§ **Set task 1**:
According to the revolver page below, how much does the Crown Smith & Wesson Model 29 weigh?

§ **Extract provided**:
Most recent acquisitions at the top.
Smith & Wesson Model 327 M&P R8 - Tanaka Works
Remington 1858 New Model Army .44 - Hartford (HWS)
Colt Police Positive Special - Heavyweight version - Tanaka
Smith & Wesson Model 29 6.5" - Crown
Having had a Crown Colt Python, I had a good idea what to expect when I bought this S&W M29.
My main interest was to see how close it was to the Tanaka (in overall shape) version I own, as I didn't expect anything at all of the performance.
As you can see, the overall shape is, like the Colt, pretty good.
Interestingly, the S&W is quite a bit heavier (maybe that should read 'less light') than the Python, at 325g.
The frame's finish is ok, although there are a lot of exposed screwheads visible on the right side. The grips, in contrast, are horrible, being a totally unrealisticly light shade, although the shape is pretty accurate to the real steel ones I have on my Tanaka 29 and they feature fake S&W medallions in 'silver' (more like grey in reality). Sadly, due to the piston being in the grip, there is little scope to swap the grips over.

§ **Set task 2**:
Find each line in the rows that contains the string "water" and copy it out.

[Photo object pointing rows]
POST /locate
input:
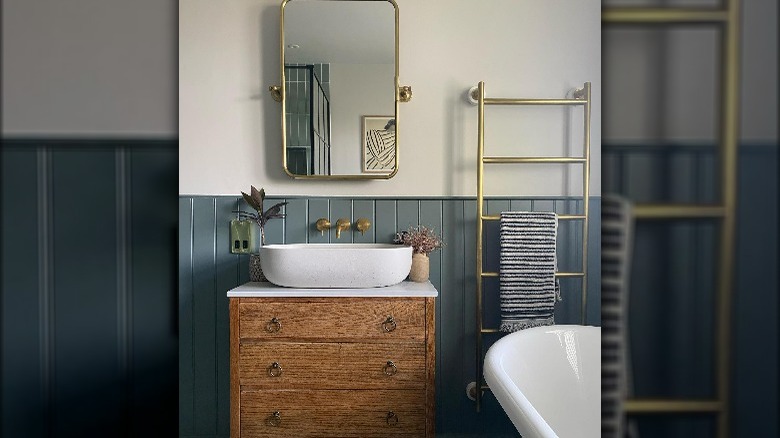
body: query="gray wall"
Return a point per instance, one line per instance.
(207, 271)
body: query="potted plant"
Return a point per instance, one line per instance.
(255, 200)
(423, 241)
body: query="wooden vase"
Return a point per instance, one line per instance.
(421, 266)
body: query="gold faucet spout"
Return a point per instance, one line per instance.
(341, 225)
(363, 225)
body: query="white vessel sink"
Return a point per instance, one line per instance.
(548, 380)
(339, 265)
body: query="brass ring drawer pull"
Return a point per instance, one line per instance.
(390, 369)
(392, 419)
(275, 370)
(275, 420)
(389, 324)
(273, 325)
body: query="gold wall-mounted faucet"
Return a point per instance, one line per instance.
(322, 225)
(341, 225)
(363, 225)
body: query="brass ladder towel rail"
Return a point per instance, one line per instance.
(726, 16)
(581, 97)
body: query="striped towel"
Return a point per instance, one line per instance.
(527, 284)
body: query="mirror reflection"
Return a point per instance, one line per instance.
(339, 80)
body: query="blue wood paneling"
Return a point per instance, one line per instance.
(24, 385)
(152, 314)
(452, 272)
(85, 293)
(186, 345)
(204, 317)
(756, 301)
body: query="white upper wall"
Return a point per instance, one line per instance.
(229, 127)
(89, 68)
(662, 83)
(108, 68)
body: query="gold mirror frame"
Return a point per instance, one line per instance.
(278, 92)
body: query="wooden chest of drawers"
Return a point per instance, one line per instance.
(332, 367)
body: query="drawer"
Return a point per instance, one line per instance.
(334, 413)
(332, 365)
(374, 319)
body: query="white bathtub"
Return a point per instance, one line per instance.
(548, 380)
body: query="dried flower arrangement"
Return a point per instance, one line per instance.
(255, 200)
(421, 238)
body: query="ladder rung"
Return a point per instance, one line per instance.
(561, 217)
(673, 211)
(504, 101)
(663, 15)
(557, 274)
(519, 160)
(652, 406)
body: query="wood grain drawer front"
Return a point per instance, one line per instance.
(324, 319)
(306, 414)
(332, 365)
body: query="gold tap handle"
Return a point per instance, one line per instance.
(322, 225)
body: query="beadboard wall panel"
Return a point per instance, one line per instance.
(208, 270)
(88, 293)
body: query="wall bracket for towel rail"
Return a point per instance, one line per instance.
(580, 97)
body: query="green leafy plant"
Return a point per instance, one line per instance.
(255, 200)
(421, 238)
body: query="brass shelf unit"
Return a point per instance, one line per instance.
(581, 97)
(726, 17)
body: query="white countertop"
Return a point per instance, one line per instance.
(269, 290)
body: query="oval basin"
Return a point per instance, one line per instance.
(336, 265)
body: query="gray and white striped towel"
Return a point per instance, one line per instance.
(527, 284)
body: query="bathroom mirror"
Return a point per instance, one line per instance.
(339, 88)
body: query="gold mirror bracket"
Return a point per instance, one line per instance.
(404, 93)
(276, 92)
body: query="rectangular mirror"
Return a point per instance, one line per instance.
(339, 88)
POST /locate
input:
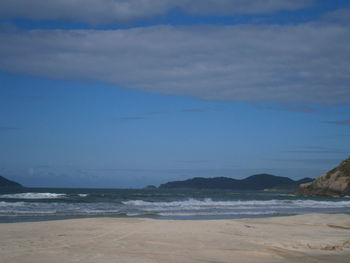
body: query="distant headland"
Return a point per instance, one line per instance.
(336, 182)
(254, 182)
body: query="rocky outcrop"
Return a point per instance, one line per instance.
(334, 183)
(254, 182)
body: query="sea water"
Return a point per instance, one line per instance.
(32, 204)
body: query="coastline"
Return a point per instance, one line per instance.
(301, 238)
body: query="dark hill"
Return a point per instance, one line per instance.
(5, 183)
(254, 182)
(336, 182)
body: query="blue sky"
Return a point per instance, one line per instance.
(117, 93)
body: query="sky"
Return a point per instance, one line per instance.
(128, 93)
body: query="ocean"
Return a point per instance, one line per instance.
(33, 204)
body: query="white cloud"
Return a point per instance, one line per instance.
(304, 63)
(123, 11)
(338, 16)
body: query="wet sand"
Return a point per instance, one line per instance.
(306, 238)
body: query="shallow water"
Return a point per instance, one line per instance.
(31, 204)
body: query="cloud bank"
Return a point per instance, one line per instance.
(307, 63)
(124, 11)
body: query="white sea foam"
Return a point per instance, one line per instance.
(175, 214)
(33, 196)
(194, 204)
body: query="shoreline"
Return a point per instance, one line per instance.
(301, 238)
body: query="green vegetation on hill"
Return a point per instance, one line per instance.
(254, 182)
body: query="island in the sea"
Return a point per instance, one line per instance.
(254, 182)
(6, 183)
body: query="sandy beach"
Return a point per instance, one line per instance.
(305, 238)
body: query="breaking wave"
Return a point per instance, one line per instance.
(33, 196)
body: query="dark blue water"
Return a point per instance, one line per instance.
(32, 204)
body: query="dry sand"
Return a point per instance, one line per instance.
(306, 238)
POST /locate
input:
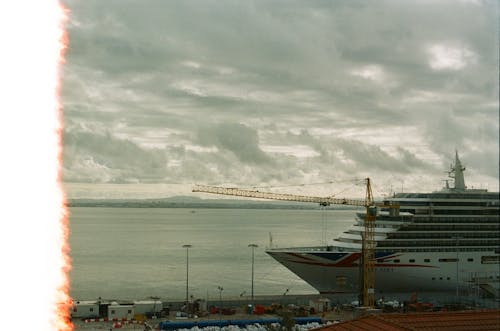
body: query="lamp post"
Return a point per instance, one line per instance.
(253, 246)
(220, 288)
(187, 247)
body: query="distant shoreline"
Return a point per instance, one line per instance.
(194, 203)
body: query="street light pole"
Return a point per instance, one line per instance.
(187, 247)
(220, 288)
(253, 246)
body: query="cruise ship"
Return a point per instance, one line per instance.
(444, 241)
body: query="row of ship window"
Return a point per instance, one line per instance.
(448, 278)
(484, 260)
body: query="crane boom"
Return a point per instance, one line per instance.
(368, 236)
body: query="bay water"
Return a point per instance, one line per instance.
(136, 253)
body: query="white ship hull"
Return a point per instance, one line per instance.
(441, 241)
(333, 272)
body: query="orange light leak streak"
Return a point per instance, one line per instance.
(34, 232)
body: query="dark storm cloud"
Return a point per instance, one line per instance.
(256, 92)
(236, 138)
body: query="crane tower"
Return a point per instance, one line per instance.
(368, 242)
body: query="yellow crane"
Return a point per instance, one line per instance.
(368, 242)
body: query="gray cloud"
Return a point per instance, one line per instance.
(260, 92)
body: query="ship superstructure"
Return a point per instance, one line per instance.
(441, 241)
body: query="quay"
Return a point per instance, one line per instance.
(316, 308)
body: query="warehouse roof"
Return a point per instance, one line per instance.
(438, 321)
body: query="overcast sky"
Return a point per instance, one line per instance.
(159, 95)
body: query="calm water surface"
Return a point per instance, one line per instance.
(134, 253)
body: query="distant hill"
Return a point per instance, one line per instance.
(194, 202)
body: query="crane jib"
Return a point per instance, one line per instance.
(324, 201)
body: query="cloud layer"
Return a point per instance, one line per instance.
(280, 92)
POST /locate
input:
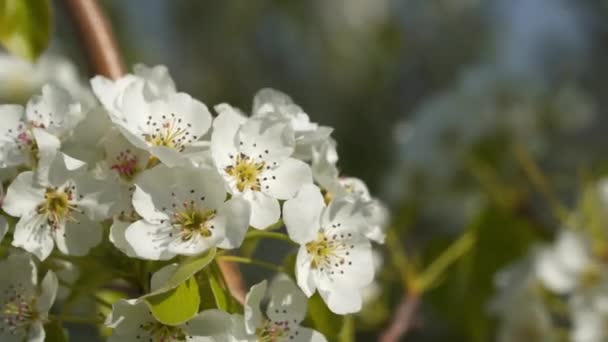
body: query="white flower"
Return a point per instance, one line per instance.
(132, 320)
(24, 306)
(61, 208)
(273, 104)
(3, 222)
(334, 258)
(30, 134)
(326, 174)
(121, 166)
(563, 266)
(522, 314)
(84, 143)
(157, 82)
(184, 212)
(169, 127)
(279, 319)
(588, 325)
(253, 156)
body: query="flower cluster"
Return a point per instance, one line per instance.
(559, 286)
(170, 179)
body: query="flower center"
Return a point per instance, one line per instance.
(126, 165)
(169, 133)
(322, 250)
(193, 221)
(18, 312)
(246, 172)
(56, 206)
(163, 333)
(27, 144)
(272, 331)
(591, 277)
(329, 252)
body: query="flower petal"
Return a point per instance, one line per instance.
(47, 295)
(284, 181)
(237, 212)
(162, 276)
(54, 110)
(127, 316)
(117, 237)
(252, 311)
(308, 335)
(33, 234)
(150, 241)
(301, 214)
(267, 140)
(304, 274)
(343, 301)
(208, 323)
(23, 195)
(159, 81)
(3, 227)
(223, 137)
(287, 302)
(79, 236)
(265, 210)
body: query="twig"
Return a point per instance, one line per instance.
(403, 320)
(105, 59)
(97, 36)
(234, 280)
(540, 182)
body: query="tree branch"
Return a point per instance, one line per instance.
(97, 37)
(105, 59)
(403, 319)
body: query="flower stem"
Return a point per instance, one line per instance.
(257, 234)
(249, 261)
(76, 319)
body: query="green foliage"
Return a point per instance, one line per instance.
(322, 319)
(463, 296)
(179, 299)
(218, 289)
(25, 26)
(55, 332)
(176, 306)
(186, 269)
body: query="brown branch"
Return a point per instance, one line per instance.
(97, 37)
(234, 280)
(105, 59)
(404, 319)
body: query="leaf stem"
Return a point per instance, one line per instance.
(76, 319)
(249, 261)
(257, 234)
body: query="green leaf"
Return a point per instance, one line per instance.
(25, 26)
(219, 293)
(322, 319)
(177, 305)
(185, 270)
(347, 333)
(55, 332)
(502, 237)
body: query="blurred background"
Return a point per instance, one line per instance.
(443, 107)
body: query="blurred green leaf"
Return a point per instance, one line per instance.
(347, 333)
(502, 237)
(177, 305)
(322, 319)
(219, 292)
(185, 270)
(25, 26)
(289, 265)
(55, 332)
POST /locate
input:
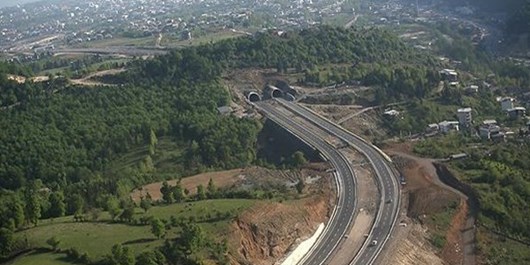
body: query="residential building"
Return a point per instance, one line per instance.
(516, 112)
(488, 131)
(506, 103)
(224, 110)
(449, 75)
(464, 117)
(391, 112)
(432, 127)
(447, 126)
(472, 89)
(489, 122)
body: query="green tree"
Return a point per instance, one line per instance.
(57, 205)
(6, 241)
(178, 193)
(300, 185)
(145, 204)
(158, 228)
(76, 204)
(53, 242)
(33, 207)
(127, 213)
(211, 190)
(113, 207)
(11, 210)
(201, 193)
(153, 141)
(167, 193)
(121, 255)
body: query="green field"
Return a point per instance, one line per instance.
(97, 238)
(41, 258)
(167, 159)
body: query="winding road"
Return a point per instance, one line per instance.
(345, 210)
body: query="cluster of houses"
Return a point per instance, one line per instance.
(488, 129)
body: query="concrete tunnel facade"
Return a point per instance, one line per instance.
(275, 92)
(253, 97)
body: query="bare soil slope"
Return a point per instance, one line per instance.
(266, 233)
(424, 195)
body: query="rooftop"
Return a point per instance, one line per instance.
(464, 110)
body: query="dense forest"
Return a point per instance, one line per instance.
(58, 141)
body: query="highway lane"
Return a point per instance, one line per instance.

§ **Exercise response 1**:
It weighs 325g.

§ **Exercise response 2**:
body: query="sea water"
body: query="shallow water"
body: query="dark blue water"
body: query="bay water"
body: query="calm water surface"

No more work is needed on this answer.